### Stated goal
The entries are to be returned exactly, with images left out.

### Provided information
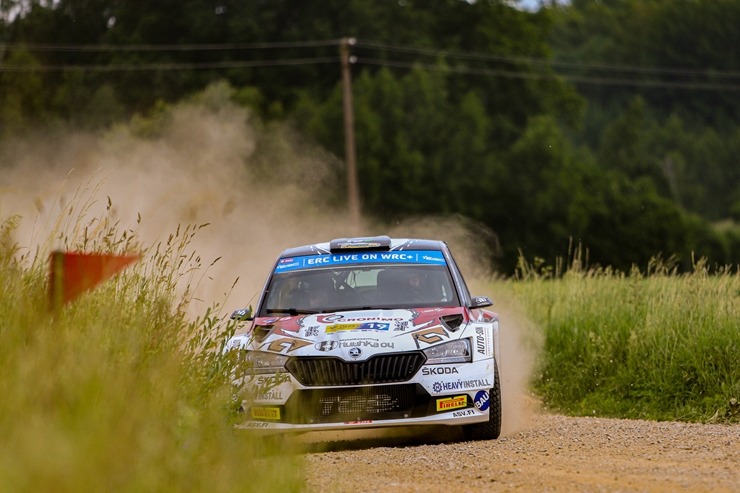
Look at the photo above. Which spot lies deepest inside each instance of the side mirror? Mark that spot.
(481, 302)
(243, 314)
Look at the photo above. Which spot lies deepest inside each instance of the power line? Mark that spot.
(148, 67)
(522, 67)
(543, 62)
(514, 74)
(31, 47)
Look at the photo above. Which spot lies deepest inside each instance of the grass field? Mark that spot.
(121, 391)
(118, 391)
(655, 345)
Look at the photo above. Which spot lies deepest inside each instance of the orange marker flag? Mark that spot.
(72, 273)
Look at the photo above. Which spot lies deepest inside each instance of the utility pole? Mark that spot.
(353, 193)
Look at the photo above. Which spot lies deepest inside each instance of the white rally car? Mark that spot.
(367, 333)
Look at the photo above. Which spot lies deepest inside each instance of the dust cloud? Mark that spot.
(259, 187)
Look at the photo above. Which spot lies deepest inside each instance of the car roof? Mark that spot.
(367, 243)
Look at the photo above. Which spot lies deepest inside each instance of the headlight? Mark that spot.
(261, 362)
(450, 352)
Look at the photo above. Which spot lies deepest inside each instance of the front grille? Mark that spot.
(383, 368)
(337, 405)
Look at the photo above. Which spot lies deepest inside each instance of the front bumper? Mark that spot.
(435, 395)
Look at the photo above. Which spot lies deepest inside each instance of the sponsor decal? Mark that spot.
(449, 403)
(432, 257)
(464, 412)
(287, 344)
(439, 370)
(355, 352)
(366, 343)
(357, 326)
(272, 380)
(312, 331)
(326, 345)
(482, 400)
(481, 341)
(430, 336)
(360, 244)
(259, 412)
(270, 395)
(329, 319)
(255, 424)
(438, 387)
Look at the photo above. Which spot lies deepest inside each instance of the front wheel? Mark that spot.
(491, 429)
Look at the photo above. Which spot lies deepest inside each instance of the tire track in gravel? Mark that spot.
(553, 453)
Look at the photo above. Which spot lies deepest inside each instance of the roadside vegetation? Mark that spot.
(119, 391)
(657, 344)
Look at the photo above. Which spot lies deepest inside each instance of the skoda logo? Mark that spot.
(326, 345)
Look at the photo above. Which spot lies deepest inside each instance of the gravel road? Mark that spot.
(548, 453)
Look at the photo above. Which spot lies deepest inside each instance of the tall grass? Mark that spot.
(119, 391)
(655, 345)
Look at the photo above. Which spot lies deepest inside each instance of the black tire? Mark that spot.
(491, 429)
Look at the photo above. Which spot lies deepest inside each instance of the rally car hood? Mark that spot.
(358, 335)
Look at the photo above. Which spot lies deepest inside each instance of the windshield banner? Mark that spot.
(427, 257)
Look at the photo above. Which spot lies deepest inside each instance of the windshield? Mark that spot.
(308, 285)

### Reply to the task
Look at the photo above. Which spot lies deepest inside each instance of the side mirror? Mark that spot.
(481, 302)
(243, 314)
Look at the photo above. Which spot lies deepest inside each instance of the power line? Mark that spot.
(148, 67)
(522, 67)
(543, 62)
(514, 74)
(31, 47)
Look at the photo above. Which spot lies deepest inside each instance of the grass field? Mark that spot.
(121, 391)
(118, 391)
(655, 345)
Look at the photo above. Which spot lies deepest inside each instance of the orange marker flag? Mark that spot.
(72, 273)
Look at the photo above. Which spot lies deepest inside each instance of the utility pole? Mark that spot.
(353, 193)
Look at the photo above. Which spot lies deepest inside each instance of the white rally car? Mark that spot.
(367, 333)
Look at the photo above. Which spot lies deepest inside each instance of the dust cloud? Mark that spot.
(259, 187)
Look at the photo above. Which spot lies deepest inside each instance of the car roof? Mark that spot.
(367, 243)
Look at the photo above. Which spot lies deepest inside each instance of the headlight? Mark that spot.
(261, 362)
(450, 352)
Look at the photo above. Which spot lies deepest inside each instance of the front grille? Mark that spot.
(383, 368)
(337, 405)
Look at the photo above. Which spot lies deepest inside each instance of the front bumper? Mark that spot.
(435, 395)
Look at the photo above. Which spot lies deepest inside each instance of the sponsor decal? Mark that spot.
(449, 403)
(432, 257)
(464, 412)
(287, 344)
(439, 370)
(355, 352)
(366, 343)
(357, 326)
(272, 380)
(312, 331)
(326, 345)
(482, 400)
(481, 341)
(430, 336)
(360, 244)
(259, 412)
(270, 395)
(329, 319)
(255, 424)
(438, 387)
Look at the photo above. Which spot lies deepest inside each instance of the front wheel? Mark that spot.
(491, 429)
Look at the photo above. Which spot lies deepest inside each instance of the tire track in gravel? Mark that spot.
(553, 453)
Look at the photo above. Which spot lies deepest inside each instance of the roadside vegetation? Mark that spot.
(119, 391)
(657, 344)
Look at the photo above. Which spot lies deepest inside each instance of the skoda logo? Mark that spot.
(326, 345)
Look at the photo above. Which spot lies deepest inside each instance of the gravel road? Mark that spot.
(548, 453)
Look at the photo above. Which spot lies deepest inside each instance of the tall grass? Mark that spot.
(119, 391)
(655, 345)
Look at the photo above. Which spot lies deepest inside each instance of the black tire? Mark that spot.
(491, 429)
Look at the photo above. Which spot lies deepest inside each instance of the rally car hood? Mark that spot.
(358, 335)
Look at the photo above. Which spot lies deepest inside each instance of the windshield banner? Mark that spot.
(427, 257)
Look at the photo above. Which spot lies deepest inside each instance of the windshield? Mark that spot.
(308, 285)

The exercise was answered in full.